* _DOCUMENT PASSAGE_:
Start of Block
Lebanese opposition leader Saad Al-Hariri predicted on Thursday the downfall of Syrian President Bashar Al-Assad, whom he accuses of assassinating his father in a massive bomb attack in 2005.
"The regime of Bashar Al-Assad will inevitably go down. And its collapse will be loud not only in Syria but across the Arab world," Hariri said, speaking by a video link from Riyadh to mark the eighth anniversary of his father's assassination.
Rafik Al-Hariri, a former prime minister of Lebanon, was killed by an explosion detonated near his motorcade in Beirut. In December, Syria issued arrest warrants against Al-Hariri and a close political ally for "terrorist crimes" of financing and arming rebels fighting Al-Assad.
Al-Hariri, who lives outside Lebanon because of concerns for his security, said he will join his supporters in Lebanon during the parliamentary election expected in the summer.
End of Block
(Natural language region descriptions)
Start of Block
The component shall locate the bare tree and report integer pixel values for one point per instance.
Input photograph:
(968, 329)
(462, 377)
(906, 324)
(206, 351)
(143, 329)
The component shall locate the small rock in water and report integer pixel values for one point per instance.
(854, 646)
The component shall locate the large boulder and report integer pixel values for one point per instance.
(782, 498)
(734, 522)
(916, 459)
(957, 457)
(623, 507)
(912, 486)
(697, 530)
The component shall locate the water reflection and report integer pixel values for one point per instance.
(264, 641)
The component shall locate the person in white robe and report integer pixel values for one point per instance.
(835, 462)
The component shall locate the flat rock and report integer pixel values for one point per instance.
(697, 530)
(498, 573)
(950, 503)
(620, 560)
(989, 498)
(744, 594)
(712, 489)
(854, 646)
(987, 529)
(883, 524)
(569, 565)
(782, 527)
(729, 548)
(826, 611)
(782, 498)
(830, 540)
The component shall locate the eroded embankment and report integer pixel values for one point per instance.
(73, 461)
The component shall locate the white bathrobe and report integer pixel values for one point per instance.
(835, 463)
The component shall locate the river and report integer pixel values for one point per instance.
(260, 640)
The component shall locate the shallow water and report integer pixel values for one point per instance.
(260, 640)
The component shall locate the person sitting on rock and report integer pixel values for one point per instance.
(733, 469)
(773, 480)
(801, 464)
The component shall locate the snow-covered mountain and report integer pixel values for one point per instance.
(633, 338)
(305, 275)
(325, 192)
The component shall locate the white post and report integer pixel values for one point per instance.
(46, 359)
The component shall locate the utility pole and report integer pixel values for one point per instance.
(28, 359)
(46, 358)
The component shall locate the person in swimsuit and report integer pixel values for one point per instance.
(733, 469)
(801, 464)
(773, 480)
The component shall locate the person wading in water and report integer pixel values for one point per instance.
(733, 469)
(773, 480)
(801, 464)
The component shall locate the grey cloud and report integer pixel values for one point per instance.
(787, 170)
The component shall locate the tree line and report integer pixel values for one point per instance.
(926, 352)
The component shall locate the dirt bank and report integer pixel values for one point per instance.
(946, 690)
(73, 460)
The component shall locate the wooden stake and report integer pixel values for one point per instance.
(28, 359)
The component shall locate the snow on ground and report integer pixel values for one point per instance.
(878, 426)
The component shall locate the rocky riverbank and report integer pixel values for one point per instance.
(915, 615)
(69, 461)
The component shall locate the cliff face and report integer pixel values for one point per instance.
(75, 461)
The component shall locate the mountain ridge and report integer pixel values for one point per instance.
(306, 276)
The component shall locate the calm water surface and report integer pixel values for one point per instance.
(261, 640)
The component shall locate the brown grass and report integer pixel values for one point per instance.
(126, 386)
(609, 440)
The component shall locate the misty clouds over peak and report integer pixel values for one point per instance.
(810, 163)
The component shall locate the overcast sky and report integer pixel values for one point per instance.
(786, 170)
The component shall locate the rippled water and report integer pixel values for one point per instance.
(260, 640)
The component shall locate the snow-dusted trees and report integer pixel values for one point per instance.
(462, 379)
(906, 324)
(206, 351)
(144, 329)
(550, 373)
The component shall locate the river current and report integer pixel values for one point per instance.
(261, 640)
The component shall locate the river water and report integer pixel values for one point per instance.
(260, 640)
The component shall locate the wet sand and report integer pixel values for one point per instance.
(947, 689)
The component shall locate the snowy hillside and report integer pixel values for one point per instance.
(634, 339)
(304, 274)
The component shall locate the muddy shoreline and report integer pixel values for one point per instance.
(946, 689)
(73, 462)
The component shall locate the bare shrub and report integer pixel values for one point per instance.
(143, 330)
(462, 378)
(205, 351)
End of Block
* _EXERCISES TO COMPLETE_:
A: Render this sentence from the Saad Al-Hariri news report into Spanish: "Rafik Al-Hariri, a former prime minister of Lebanon, was killed by an explosion detonated near his motorcade in Beirut."
B: Carry on the news report about Saad Al-Hariri's prediction of Bashar Al-Assad's downfall, starting after its last sentence.

* _TASK-BY-TASK OUTPUTS_:
A: Rafik Al-Hariri, ex primer ministro del Líbano, fue asesinado por una explosión detonada cerca de su comitiva en Beirut.

B:
Lebanon faces Syrian refugee crisis
Lebanon, where Syria still wields significant influence, is deeply divided over the Syrian revolt and fears that the sectarian civil war that has claimed nearly 70,000 lives, according to a United Nations estimate, could spill over into its smaller neighbour.
The UNHCR representative in Lebanon Ninette Kelley said last week that the country should consider setting up transit centres to absorb the waves of refugees escaping daily regime-rebel clashes in war-torn Syria through establishing formal refugee camps.
Lebanon hosts almost 300,000 Syrian refugees, hoping to absorb them in homes and communities, a number which is currently growing by 3,000 a day.
UNHCR increased registration of new waves of refugees to 40,000 each month, but even that may not keep pace with new arrivals.
This situation leaves international humanitarian agencies and local authorities struggling to provide for them. Medecins Sans Frontieres, a French aid group, issued a report that accuses Lebanon of not providing sufficient medical support for Syrian refugees.
The assassination of Wissam Al-Hassan
Last October, a deadly car bombing led to the death of almost eight people and wounded another 78 in Lebanon's Christian district of Ashrafieh, eastern Beirut.
This was the most high-profile car bombing since Lebanon's 1975-1990 civil war and Rafik Al-Hariri's assassination in 2005.
General Wissam Al-Hassan, a senior commander in the Lebanese Internal Security Forces, was among the dead.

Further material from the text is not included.